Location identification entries
+---+

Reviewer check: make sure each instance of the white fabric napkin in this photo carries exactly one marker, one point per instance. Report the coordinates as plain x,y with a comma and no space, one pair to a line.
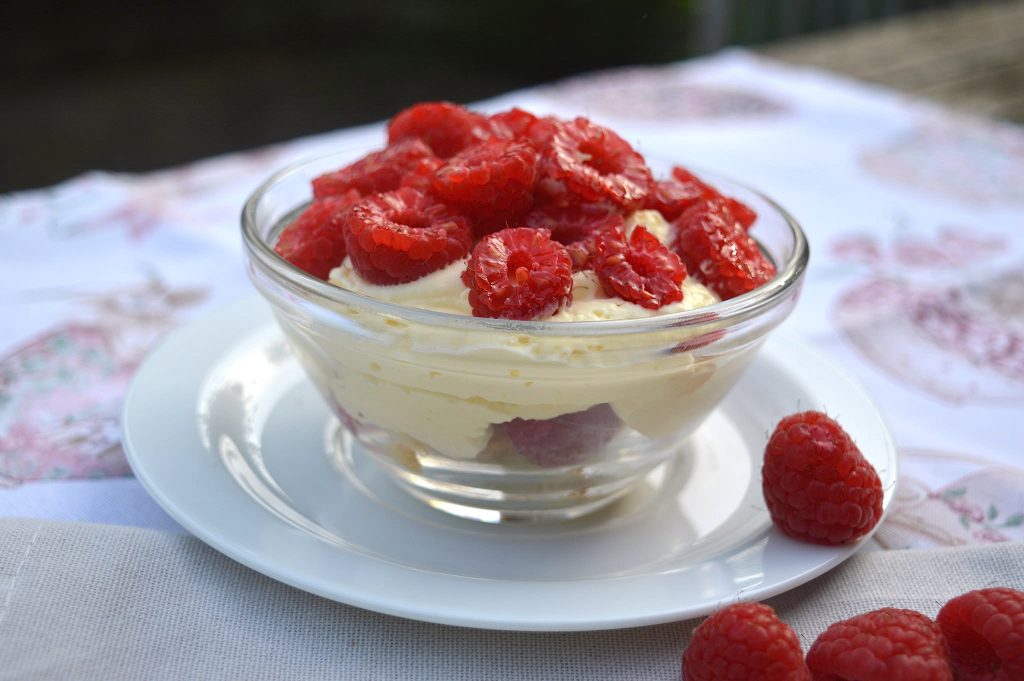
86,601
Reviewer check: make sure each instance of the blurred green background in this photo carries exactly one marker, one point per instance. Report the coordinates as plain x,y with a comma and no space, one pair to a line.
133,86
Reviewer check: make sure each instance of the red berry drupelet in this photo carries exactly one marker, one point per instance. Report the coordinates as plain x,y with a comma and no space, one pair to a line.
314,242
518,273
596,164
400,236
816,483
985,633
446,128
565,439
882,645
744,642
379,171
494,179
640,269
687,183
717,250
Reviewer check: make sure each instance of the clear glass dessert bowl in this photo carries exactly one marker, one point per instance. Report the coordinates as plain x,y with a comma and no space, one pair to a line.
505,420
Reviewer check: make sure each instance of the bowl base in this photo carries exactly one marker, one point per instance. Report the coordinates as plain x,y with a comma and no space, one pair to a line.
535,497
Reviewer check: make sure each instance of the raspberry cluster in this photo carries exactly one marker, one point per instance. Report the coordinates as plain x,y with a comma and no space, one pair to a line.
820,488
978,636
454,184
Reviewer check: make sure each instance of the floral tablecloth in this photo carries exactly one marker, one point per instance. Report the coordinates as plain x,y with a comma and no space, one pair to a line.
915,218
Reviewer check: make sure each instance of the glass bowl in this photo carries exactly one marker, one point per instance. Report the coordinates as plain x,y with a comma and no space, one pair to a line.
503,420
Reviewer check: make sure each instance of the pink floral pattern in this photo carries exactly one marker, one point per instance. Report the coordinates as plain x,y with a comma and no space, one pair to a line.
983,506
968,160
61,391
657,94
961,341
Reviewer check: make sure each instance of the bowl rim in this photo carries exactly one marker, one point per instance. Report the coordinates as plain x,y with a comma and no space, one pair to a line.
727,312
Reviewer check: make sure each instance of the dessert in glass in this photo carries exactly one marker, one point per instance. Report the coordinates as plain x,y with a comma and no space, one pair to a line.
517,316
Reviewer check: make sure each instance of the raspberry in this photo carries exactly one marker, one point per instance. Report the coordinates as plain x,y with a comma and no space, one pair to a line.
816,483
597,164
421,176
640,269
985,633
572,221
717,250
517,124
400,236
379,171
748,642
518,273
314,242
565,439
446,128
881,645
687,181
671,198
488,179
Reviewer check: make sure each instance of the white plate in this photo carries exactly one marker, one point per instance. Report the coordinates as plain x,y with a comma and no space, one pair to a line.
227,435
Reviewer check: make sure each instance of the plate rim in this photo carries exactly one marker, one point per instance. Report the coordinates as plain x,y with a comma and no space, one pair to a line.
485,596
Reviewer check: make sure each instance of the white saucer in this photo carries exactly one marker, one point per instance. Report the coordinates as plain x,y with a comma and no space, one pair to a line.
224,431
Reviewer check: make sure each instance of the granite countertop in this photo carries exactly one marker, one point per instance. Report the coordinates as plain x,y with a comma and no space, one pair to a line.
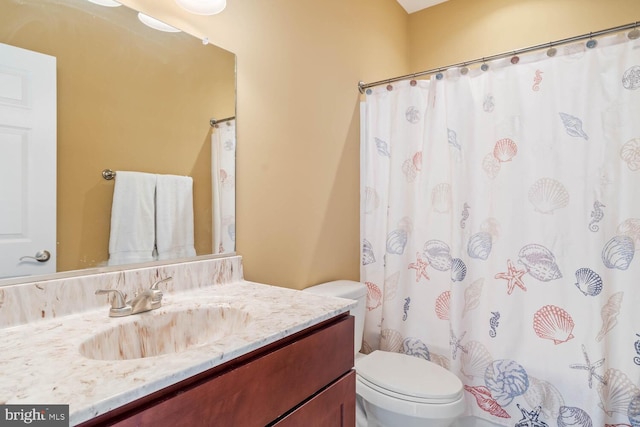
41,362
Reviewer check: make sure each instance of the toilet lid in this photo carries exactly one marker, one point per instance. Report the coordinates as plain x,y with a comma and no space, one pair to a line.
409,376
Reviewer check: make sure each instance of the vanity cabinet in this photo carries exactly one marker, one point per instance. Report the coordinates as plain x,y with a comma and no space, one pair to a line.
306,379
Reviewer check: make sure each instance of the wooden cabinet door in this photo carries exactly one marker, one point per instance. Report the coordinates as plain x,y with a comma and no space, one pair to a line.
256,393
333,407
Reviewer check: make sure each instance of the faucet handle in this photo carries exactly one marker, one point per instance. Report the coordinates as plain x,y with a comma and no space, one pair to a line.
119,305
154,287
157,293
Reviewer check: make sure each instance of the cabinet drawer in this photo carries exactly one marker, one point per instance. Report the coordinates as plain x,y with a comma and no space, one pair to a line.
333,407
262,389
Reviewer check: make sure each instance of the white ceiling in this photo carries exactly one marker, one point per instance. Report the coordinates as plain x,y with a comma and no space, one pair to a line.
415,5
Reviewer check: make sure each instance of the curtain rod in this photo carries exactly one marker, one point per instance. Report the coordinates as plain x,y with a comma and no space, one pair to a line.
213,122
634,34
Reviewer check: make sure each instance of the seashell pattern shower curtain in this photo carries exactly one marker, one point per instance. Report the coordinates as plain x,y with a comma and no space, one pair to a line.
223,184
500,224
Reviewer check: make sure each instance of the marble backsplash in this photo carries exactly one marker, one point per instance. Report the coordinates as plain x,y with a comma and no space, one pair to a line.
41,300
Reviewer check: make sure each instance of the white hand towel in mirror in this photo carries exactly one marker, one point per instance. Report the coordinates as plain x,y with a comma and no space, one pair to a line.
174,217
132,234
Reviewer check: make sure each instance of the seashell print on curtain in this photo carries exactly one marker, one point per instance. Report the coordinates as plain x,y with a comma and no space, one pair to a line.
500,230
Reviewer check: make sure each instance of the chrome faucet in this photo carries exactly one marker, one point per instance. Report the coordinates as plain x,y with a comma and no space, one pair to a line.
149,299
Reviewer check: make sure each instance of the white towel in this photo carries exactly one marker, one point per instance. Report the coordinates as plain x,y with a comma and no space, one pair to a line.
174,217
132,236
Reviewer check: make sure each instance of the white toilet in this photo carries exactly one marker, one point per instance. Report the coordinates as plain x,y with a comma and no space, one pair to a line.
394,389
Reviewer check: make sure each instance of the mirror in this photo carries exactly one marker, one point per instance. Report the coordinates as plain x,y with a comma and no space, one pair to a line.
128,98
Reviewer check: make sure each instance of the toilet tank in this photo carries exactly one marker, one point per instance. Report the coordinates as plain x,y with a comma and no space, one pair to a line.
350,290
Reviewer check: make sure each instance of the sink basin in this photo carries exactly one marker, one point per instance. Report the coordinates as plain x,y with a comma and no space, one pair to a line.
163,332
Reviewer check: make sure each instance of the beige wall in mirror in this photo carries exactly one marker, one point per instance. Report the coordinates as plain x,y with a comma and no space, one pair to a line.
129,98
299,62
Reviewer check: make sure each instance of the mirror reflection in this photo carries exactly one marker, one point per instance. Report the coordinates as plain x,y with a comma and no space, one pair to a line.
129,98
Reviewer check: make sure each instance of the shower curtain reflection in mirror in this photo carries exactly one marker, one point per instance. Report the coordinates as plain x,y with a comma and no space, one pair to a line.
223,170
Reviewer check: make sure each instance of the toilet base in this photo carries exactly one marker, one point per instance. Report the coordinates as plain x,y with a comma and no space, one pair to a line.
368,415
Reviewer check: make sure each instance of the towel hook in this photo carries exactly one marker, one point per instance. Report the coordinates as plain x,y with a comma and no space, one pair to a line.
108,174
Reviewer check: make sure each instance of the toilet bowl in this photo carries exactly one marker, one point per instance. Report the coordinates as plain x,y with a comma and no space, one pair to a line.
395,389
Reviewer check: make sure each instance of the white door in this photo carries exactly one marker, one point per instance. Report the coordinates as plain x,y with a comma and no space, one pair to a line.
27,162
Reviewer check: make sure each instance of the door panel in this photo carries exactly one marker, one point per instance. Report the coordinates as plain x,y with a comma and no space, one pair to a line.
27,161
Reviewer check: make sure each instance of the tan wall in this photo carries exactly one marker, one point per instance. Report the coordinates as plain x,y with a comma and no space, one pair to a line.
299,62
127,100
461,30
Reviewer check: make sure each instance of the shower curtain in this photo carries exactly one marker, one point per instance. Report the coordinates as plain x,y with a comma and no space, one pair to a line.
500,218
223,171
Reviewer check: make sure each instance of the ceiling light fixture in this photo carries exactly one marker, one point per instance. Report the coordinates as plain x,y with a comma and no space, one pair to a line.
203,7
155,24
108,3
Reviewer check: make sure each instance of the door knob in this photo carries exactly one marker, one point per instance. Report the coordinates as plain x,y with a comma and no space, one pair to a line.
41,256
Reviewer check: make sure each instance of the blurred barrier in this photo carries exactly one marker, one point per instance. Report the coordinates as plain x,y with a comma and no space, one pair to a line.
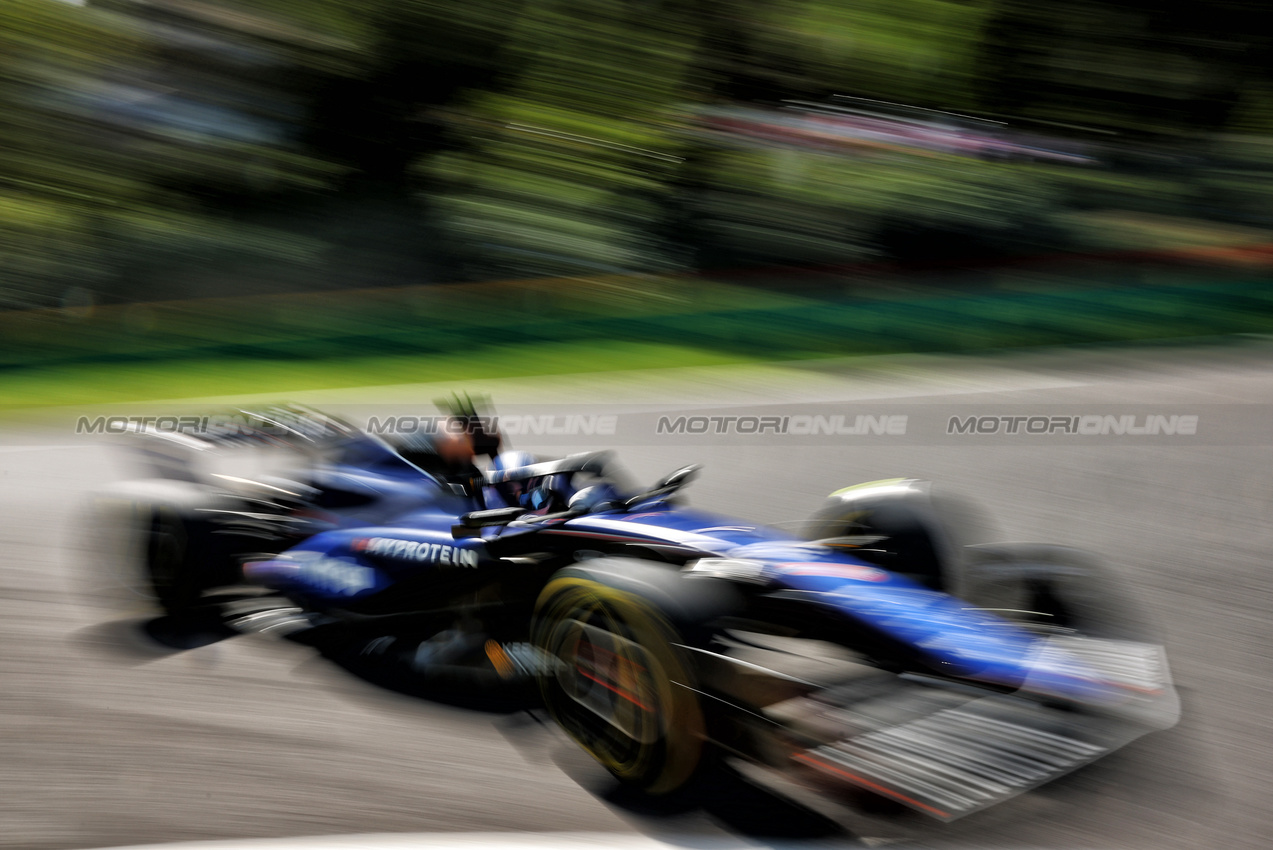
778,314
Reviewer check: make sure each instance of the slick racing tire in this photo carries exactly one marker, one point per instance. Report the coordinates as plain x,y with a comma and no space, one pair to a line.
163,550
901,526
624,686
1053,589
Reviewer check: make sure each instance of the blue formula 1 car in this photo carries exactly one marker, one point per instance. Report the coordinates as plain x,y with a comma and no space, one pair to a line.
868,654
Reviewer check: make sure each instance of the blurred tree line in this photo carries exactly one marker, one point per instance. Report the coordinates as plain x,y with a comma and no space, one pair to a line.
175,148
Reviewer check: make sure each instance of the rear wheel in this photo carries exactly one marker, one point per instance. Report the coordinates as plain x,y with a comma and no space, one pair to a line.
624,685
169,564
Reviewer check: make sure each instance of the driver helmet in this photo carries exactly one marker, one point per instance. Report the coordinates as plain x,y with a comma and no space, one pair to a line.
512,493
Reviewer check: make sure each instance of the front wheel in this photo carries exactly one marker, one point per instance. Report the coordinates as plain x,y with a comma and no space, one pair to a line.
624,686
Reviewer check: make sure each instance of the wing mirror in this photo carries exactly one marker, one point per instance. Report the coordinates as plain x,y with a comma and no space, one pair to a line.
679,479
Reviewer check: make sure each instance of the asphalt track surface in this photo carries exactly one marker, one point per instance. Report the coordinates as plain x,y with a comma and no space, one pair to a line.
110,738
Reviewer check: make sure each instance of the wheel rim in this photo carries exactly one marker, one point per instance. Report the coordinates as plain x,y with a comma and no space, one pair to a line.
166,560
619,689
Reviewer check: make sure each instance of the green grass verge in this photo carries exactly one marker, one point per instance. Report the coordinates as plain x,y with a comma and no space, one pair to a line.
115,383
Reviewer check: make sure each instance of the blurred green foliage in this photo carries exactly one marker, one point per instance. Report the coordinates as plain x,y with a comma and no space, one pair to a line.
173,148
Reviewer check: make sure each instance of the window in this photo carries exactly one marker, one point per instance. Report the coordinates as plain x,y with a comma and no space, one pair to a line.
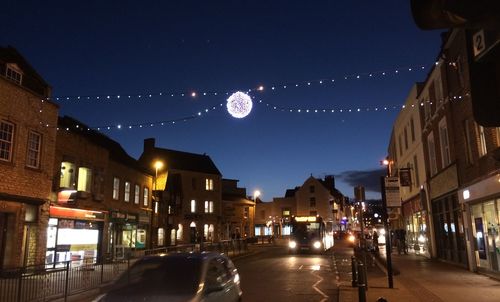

+---+

Please leave out the pictures while you copy exactly the lines from the one containing "Reviewer check: make sure each instance of the front" through the end of the records.

Reviewer check: make sure each instance of the front wheel in this photo carries exactly one marker, one point per instance. Report the coordinates as plain x,y with a comma and no space, one pair to a line.
624,686
Reviewer check: make sure each instance of the wing mirror in this photo carries exactly one marker, one point per instance. Report the coordinates as plain x,y with a comma and no space, one pair to a line.
679,479
Reviewer check: make sure each instance of the asphalt track surface in this photo carries exactly one marker, one point per instance. Report the coordinates as plain x,y with a comma and no space, one pair to a line.
110,738
Reviewer check: make sure each instance of the wheel rim in this photo carries exactly one marker, one point per instance. Report the coordinates as plain x,y with a comma and no space, one pair to a line.
166,560
619,689
Reviewer check: make sure each instance of the green grass verge in this photo carries exactly one marker, one point per instance. Report the coordinates as plain x,y with a comma and no space, one pair to a line.
115,383
Reviewer check: make sure each instance of the blurred green foliage in this photo carries exactly one marker, one point per instance. Report the coordinates as plain x,y with a comma and no space, one pair to a line.
173,148
Reviewer check: make sure each instance of the window in this photo carries exactly one marker, one point per instance. Report the coordinates as plain x,y with a comma and no space, one pair to a line.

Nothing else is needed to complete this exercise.